■ 待办任务:
1 – 请把这篇TaskScheduler源码文章中从“这里task执行结果处理主要有三个部分：”开始、一直到“taskSetManager.handleTaskGettingResult(tid)”为止的部分逐字抄写下来。
2 – 能否用两句话概括这篇TaskScheduler源码文章？
3 – 在这篇TaskScheduler源码文章给出的代码里，handleFailedTask方法接收哪些参数？请逐一列出参数名及其类型。

菜鸟的Spark 源码学习之路 -3 TaskScheduler源码 - part3

程序员文章站 2022-07-14 11:08:55

...

上一篇文中讲到TaskScheduler中的任务启动流程：https://blog.csdn.net/u012543819/article/details/81510632

作者继续查看源码发现，TaskScheduler还有许多关于task管理， executor管理的东西，决定继续研究TaskScheduler如何对这些进行管理的。

1. task 管理

这里task执行结果处理主要有三个部分：

(1) 处理返回结果

(2) 处理执行成功的task

(3) 处理执行失败的task

菜鸟的Spark 源码学习之路 -3 TaskScheduler源码 - part3

三个方法的源码如下：
def handleTaskGettingResult(taskSetManager: TaskSetManager, tid: Long): Unit = synchronized {
  taskSetManager.handleTaskGettingResult(tid)
}

def handleSuccessfulTask(
                          taskSetManager: TaskSetManager,
                          tid: Long,
                          taskResult: DirectTaskResult[_]): Unit = synchronized {
  taskSetManager.handleSuccessfulTask(tid, taskResult)
}

def handleFailedTask(
                      taskSetManager: TaskSetManager,
                      tid: Long,
                      taskState: TaskState,
                      reason: TaskFailedReason): Unit = synchronized {
  taskSetManager.handleFailedTask(tid, taskState, reason)
  if (!taskSetManager.isZombie && !taskSetManager.someAttemptSucceeded(tid)) {
    // Need to revive offers again now that the task set manager state has been updated to
    // reflect failed tasks that need to be re-run.
    backend.reviveOffers()
  }
}

它们都在TaskResultGetter.denqueueSuccessfulTask方法中被调用。

/**
 * Runs a thread pool that deserializes and remotely fetches (if necessary) task results.
 */
private[spark] class TaskResultGetter(sparkEnv: SparkEnv, scheduler: TaskSchedulerImpl)

def enqueueSuccessfulTask(
    taskSetManager: TaskSetManager,
    tid: Long,
    serializedData: ByteBuffer): Unit = {
// 启动了一个线程去执行，包括反序列化结果数据
  getTaskResultExecutor.execute(new Runnable {
    override def run(): Unit = Utils.logUncaughtExceptions {
      try {
        val (result, size) = serializer.get().deserialize[TaskResult[_]](serializedData) match {
          case directResult: DirectTaskResult[_] =>
            if (!taskSetManager.canFetchMoreResults(serializedData.limit())) {
              return
            }
            // deserialize "value" without holding any lock so that it won't block other threads.
            // We should call it here, so that when it's called again in
            // "TaskSetManager.handleSuccessfulTask", it does not need to deserialize the value.
            directResult.value(taskResultSerializer.get())
            (directResult, serializedData.limit())
          case IndirectTaskResult(blockId, size) =>
            if (!taskSetManager.canFetchMoreResults(size)) {
              // dropped by executor if size is larger than maxResultSize
              sparkEnv.blockManager.master.removeBlock(blockId)
              return
            }
            logDebug("Fetching indirect task result for TID %s".format(tid))

■ 数据条目:
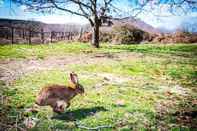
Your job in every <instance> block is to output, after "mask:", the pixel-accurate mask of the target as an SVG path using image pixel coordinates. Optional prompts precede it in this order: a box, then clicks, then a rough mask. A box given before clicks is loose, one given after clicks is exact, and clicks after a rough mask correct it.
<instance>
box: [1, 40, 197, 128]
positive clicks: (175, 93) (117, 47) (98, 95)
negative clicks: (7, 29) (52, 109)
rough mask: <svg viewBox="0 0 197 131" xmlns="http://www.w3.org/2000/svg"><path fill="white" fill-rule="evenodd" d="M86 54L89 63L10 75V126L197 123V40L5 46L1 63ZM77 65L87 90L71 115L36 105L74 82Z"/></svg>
mask: <svg viewBox="0 0 197 131" xmlns="http://www.w3.org/2000/svg"><path fill="white" fill-rule="evenodd" d="M81 55H88V56H89V57H87V58H84V59H85V61H86V62H81V63H80V62H78V63H77V64H75V63H74V62H73V63H72V62H71V63H67V64H66V65H64V67H63V68H62V67H61V68H59V67H55V68H52V69H51V68H50V69H48V68H47V67H46V69H44V70H39V68H38V70H35V71H33V72H29V73H28V72H27V73H25V74H24V75H23V76H21V77H19V78H17V79H16V80H14V81H11V82H10V83H8V84H6V83H5V82H4V81H2V82H1V85H2V86H1V88H2V89H1V93H2V94H3V96H6V97H5V98H4V102H2V103H1V109H0V110H1V119H0V124H1V126H2V127H3V129H4V128H10V129H11V128H12V129H14V128H18V129H26V128H27V123H28V124H30V125H31V123H33V124H32V125H33V126H31V127H32V128H31V130H41V131H43V130H55V129H58V130H65V129H73V130H85V129H98V130H99V129H100V130H131V129H133V130H140V129H141V130H146V129H148V130H157V129H160V130H170V129H171V130H190V129H197V126H196V125H197V118H196V114H197V96H196V93H197V89H196V87H197V45H194V44H176V45H159V44H143V45H109V44H102V45H101V48H100V49H93V48H91V47H90V46H89V45H88V44H82V43H69V44H68V43H57V44H49V45H6V46H1V47H0V59H1V61H7V60H8V59H11V60H14V61H20V62H21V61H25V60H32V59H34V60H37V59H38V60H39V61H45V60H46V59H47V58H48V57H55V58H56V59H59V58H61V59H62V57H63V58H64V57H65V58H66V57H69V58H70V57H79V56H81ZM98 63H99V64H98ZM39 66H41V65H39ZM39 66H38V67H39ZM70 71H75V72H76V73H77V74H78V76H79V78H80V81H81V84H82V85H84V88H85V92H86V93H85V95H83V96H77V97H76V98H74V99H73V101H72V103H71V106H70V108H69V109H67V110H66V111H65V113H63V114H55V113H53V112H52V110H51V109H50V108H49V107H40V108H39V110H38V112H29V111H28V110H29V109H31V108H32V106H33V105H34V100H35V97H36V95H37V93H38V92H39V90H40V89H41V88H42V87H43V86H44V85H47V84H66V83H67V79H68V73H69V72H70ZM27 120H29V121H28V122H27ZM25 122H26V123H25ZM30 122H31V123H30Z"/></svg>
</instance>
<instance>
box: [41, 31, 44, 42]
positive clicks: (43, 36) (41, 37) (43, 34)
mask: <svg viewBox="0 0 197 131" xmlns="http://www.w3.org/2000/svg"><path fill="white" fill-rule="evenodd" d="M41 39H42V43H43V44H44V30H43V29H41Z"/></svg>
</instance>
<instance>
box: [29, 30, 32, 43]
mask: <svg viewBox="0 0 197 131" xmlns="http://www.w3.org/2000/svg"><path fill="white" fill-rule="evenodd" d="M31 33H32V32H31V30H29V40H28V41H29V44H31Z"/></svg>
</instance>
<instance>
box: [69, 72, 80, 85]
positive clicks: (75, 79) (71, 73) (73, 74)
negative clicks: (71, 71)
mask: <svg viewBox="0 0 197 131" xmlns="http://www.w3.org/2000/svg"><path fill="white" fill-rule="evenodd" d="M70 81H71V82H72V83H74V84H77V83H78V78H77V74H75V73H73V72H71V73H70Z"/></svg>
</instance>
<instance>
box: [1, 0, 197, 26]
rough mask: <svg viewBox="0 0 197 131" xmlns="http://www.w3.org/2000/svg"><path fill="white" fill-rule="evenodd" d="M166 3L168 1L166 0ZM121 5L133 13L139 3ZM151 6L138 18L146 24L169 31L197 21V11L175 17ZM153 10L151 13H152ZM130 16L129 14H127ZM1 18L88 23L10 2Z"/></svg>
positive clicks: (122, 8) (163, 9) (158, 8)
mask: <svg viewBox="0 0 197 131" xmlns="http://www.w3.org/2000/svg"><path fill="white" fill-rule="evenodd" d="M164 1H166V0H164ZM120 3H121V4H119V6H120V7H123V8H122V10H124V11H126V12H130V13H133V12H132V11H130V10H131V9H132V8H130V7H134V6H135V5H136V3H137V0H122V1H121V2H120ZM150 8H151V6H150V5H147V6H146V7H145V9H147V10H149V11H144V12H143V13H140V14H139V15H138V16H137V18H140V19H141V20H143V21H144V22H146V23H148V24H150V25H152V26H153V27H157V28H166V29H169V30H172V29H176V28H178V27H180V25H181V23H182V22H183V21H185V20H187V21H189V20H190V19H191V20H194V18H196V19H197V11H192V12H189V13H187V14H184V13H183V12H181V11H180V10H177V12H179V14H178V13H177V14H176V15H173V14H172V13H170V12H169V9H168V8H167V5H165V4H163V5H162V6H161V7H156V8H154V10H153V9H150ZM150 10H151V11H150ZM127 15H128V14H127ZM0 18H11V19H25V20H38V21H42V22H45V23H60V24H63V23H79V24H85V23H88V21H87V20H86V19H84V18H82V17H79V16H75V15H70V14H68V13H64V12H59V13H56V14H42V13H32V12H28V11H27V10H26V7H25V6H18V5H15V4H14V3H12V2H10V0H0ZM196 21H197V20H196Z"/></svg>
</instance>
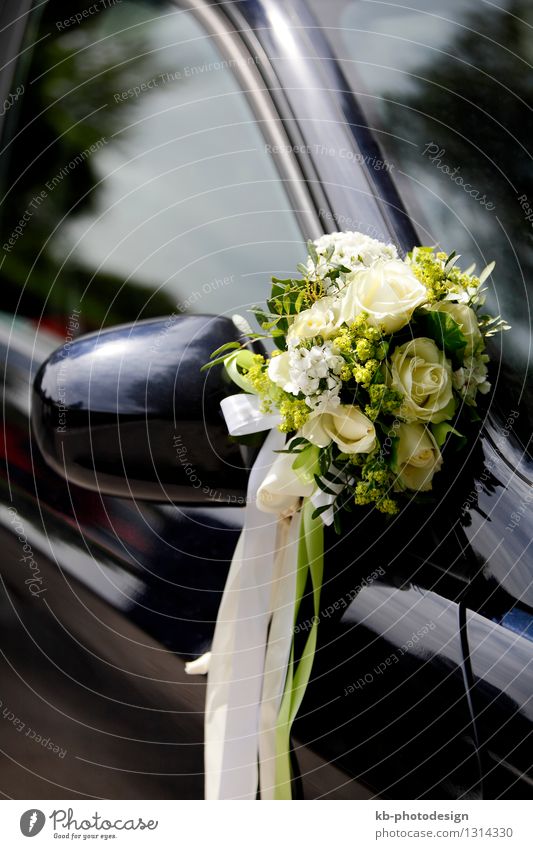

■ 任务答复:
1 –
这里task执行结果处理主要有三个部分：

(1) 处理返回结果

(2) 处理执行成功的task

(3) 处理执行失败的task

菜鸟的Spark 源码学习之路 -3 TaskScheduler源码 - part3

三个方法的源码如下：
def handleTaskGettingResult(taskSetManager: TaskSetManager, tid: Long): Unit = synchronized {
  taskSetManager.handleTaskGettingResult(tid)

2 – 作者在上一篇讲完TaskScheduler的任务启动流程后，继续查看源码，发现其中还有许多task管理和executor管理的内容，于是决定研究TaskScheduler如何进行这些管理。文中指出，task执行结果的处理主要分为三部分：处理返回结果、处理执行成功的task、处理执行失败的task。

3 –
- taskSetManager: TaskSetManager
- tid: Long
- taskState: TaskState
- reason: TaskFailedReason